■ Exercise objective: Each line below should be repeated exactly as written, with no pictures carried over.

■ Data for this task:
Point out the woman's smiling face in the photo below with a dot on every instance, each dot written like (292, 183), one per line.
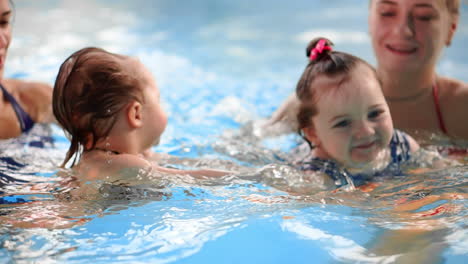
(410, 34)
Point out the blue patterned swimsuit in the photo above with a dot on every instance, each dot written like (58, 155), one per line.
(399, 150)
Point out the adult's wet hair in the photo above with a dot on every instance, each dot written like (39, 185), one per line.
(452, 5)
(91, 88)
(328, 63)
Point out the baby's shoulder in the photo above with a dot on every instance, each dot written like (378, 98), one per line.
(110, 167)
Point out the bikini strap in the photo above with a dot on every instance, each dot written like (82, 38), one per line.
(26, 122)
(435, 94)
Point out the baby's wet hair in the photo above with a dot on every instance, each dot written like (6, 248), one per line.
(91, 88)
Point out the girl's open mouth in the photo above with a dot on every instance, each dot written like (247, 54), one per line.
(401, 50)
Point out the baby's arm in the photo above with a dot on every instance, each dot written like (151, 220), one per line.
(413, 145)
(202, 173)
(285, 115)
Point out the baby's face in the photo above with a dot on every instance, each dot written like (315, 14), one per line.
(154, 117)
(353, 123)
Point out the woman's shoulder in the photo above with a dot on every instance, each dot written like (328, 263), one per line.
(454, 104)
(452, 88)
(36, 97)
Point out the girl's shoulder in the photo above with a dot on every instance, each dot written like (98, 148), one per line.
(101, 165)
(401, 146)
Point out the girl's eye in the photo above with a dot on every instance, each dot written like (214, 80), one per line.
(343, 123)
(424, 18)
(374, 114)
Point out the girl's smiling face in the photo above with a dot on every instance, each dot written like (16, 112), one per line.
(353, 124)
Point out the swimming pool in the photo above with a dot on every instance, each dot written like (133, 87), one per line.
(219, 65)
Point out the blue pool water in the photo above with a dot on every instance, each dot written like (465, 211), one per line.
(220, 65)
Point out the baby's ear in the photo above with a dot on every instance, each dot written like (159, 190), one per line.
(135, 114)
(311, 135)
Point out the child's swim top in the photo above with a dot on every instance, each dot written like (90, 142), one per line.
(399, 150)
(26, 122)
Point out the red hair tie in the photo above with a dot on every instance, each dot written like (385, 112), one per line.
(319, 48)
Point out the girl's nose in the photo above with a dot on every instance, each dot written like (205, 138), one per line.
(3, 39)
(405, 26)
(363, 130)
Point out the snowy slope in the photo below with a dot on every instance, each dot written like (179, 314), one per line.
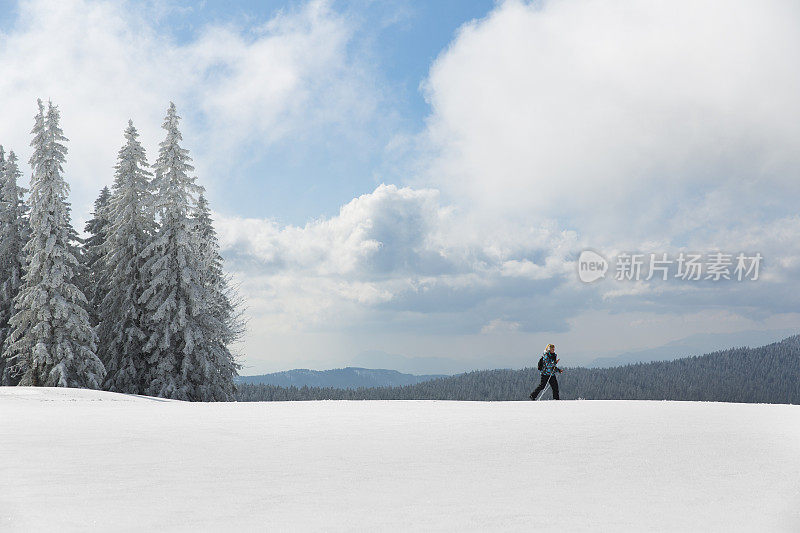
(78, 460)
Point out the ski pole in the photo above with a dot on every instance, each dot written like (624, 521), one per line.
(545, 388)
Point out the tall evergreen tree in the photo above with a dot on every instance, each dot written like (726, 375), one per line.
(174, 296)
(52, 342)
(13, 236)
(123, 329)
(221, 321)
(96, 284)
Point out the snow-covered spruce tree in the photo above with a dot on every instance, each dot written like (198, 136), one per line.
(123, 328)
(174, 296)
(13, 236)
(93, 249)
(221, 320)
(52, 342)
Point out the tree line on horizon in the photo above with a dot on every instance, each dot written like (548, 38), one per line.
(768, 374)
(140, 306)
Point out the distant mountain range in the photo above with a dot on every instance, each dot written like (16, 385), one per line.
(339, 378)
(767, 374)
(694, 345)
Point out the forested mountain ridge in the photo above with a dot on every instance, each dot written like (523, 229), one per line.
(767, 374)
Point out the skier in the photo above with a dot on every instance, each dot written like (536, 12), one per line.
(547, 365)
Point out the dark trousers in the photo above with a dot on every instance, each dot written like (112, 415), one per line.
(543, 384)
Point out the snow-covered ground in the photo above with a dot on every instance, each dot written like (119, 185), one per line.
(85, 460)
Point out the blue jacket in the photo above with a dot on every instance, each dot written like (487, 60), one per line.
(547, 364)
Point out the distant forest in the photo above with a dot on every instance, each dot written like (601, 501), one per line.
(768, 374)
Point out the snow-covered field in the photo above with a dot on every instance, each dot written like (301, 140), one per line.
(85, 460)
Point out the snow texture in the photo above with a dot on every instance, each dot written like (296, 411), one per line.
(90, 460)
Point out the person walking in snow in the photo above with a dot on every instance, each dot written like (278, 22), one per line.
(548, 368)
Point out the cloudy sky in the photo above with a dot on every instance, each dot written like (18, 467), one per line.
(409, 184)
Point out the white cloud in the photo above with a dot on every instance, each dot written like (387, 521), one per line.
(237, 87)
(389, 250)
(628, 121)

■ Solution to the exercise:
Point out the woman's smiling face in the photo below with a dot on every instance, each dot written like (292, 183), one per line.
(410, 34)
Point out the blue patterned swimsuit in the photo above with a dot on every instance, each dot written like (58, 155), one per line.
(399, 150)
Point out the adult's wet hair in the photo above with a dot on every instance, each dot written like (39, 185), one per line.
(452, 5)
(91, 88)
(328, 63)
Point out the baby's shoulder in the photo above with a dot on every instance, each dot written like (378, 98), one per line.
(110, 167)
Point out the bikini strap in the photo above with a dot on every instance, each dot written like (82, 38), one per line.
(26, 122)
(435, 94)
Point out the baby's wet hair in the photo above with a dot on every instance, each dot written like (6, 248), one per line.
(91, 88)
Point out the girl's open mouth in the photo above with a dot on every instance, each dot written like (247, 54), one per line.
(401, 50)
Point out the baby's arm in the photo above with a dot on every instance, each dot written like (151, 220), one per line.
(413, 145)
(202, 173)
(285, 115)
Point out the baby's face in the photo above with a dot on every instance, each dot written like (315, 14), one per line.
(154, 117)
(353, 123)
Point out the woman's shoulder in the photo above with a dot on every instance, each dot written like (328, 263), one per line.
(454, 104)
(452, 88)
(36, 97)
Point out the girl's shoulder in the photo above with a dot on every instance, each dot written like (98, 148), one per line.
(101, 165)
(401, 146)
Point out the girl's eye in the photo above with a dot on every instance, each dot written like (214, 80), one per line.
(343, 123)
(424, 18)
(374, 114)
Point out the girl's smiling face in the photo above with a dot on every instance, each dot written like (16, 112), one per line.
(353, 124)
Point out the swimming pool in the photo above with a dot on every instance, each dot written like (133, 87), one per line.
(219, 65)
Point out the blue pool water in the photo above with a dot on every instance, each dot written like (465, 211), one per line.
(220, 65)
Point out the baby's ear in the photo above with a dot on every instance, each dot written like (159, 190), one per line.
(135, 114)
(311, 135)
Point out the child's swim top in the photo above with a dot on every instance, each dot written like (90, 142), one per line.
(399, 150)
(26, 122)
Point out the red hair tie in the photo above with a dot on every instance, each dot written like (385, 112), one per line.
(319, 48)
Point out the girl's nose in the photo above with a dot on every instance, each dot written like (205, 138), one per line.
(3, 39)
(405, 26)
(363, 130)
Point out the snowy slope in the photo below with a dot on every instance, each dot written like (179, 314), one per line.
(78, 460)
Point out the ski pole in the photo above with a dot on every instance, each dot written like (624, 521), one per line.
(545, 388)
Point out the tall evergreen tree in the photo above with a dot on every instance, each dot written like (726, 375), one per line.
(174, 296)
(52, 342)
(13, 236)
(123, 329)
(221, 321)
(96, 284)
Point out the snow-covered spruce tree in the photo above with a dot on every instance, each dot written like (198, 136), one per line.
(123, 328)
(174, 296)
(13, 236)
(93, 249)
(221, 320)
(52, 342)
Point out the tree line on horizon in the photo above with a dot on every instance, each dot written like (548, 38), one per line.
(768, 374)
(140, 306)
Point out the distant mountain range in the photo above with a dot on every instance, each dot written like (16, 385), one per line.
(339, 378)
(767, 374)
(694, 345)
Point out the forested mountain ridge in the photo above with a dot on every instance, each dot written like (523, 229), one per line.
(767, 374)
Point out the skier in the photo above with a dot on every instance, each dot written like (536, 12), one per line.
(547, 365)
Point out the dark trousers in the photo above with a dot on every instance, each dot written like (112, 415), one per line.
(543, 384)
Point out the snow-covered ground in the photo above with a dot on every instance, each dot written like (119, 185), one per line.
(85, 460)
Point out the blue jacket in the photo above with a dot on every instance, each dot written like (487, 60), one per line.
(547, 364)
Point out the distant forest in the photo above with a dot on every instance, each dot written like (601, 501), one per line.
(768, 374)
Point out the snow-covered field in the photo above with a dot on every instance, each dot written like (301, 140), one per line.
(85, 460)
Point out the snow texture in the photo above with a dot on every instance, each dot written like (296, 411), one per line.
(90, 460)
Point out the person walking in snow in the photo above with a dot on every instance, each dot written like (278, 22), one per line.
(548, 368)
Point out the cloudy sky in the photo above with a dot on every instance, each dot written like (18, 467), one per line.
(409, 184)
Point out the white cloud in the photo above with a dot on every instance, each dot written like (387, 521), one per line.
(237, 87)
(389, 250)
(628, 121)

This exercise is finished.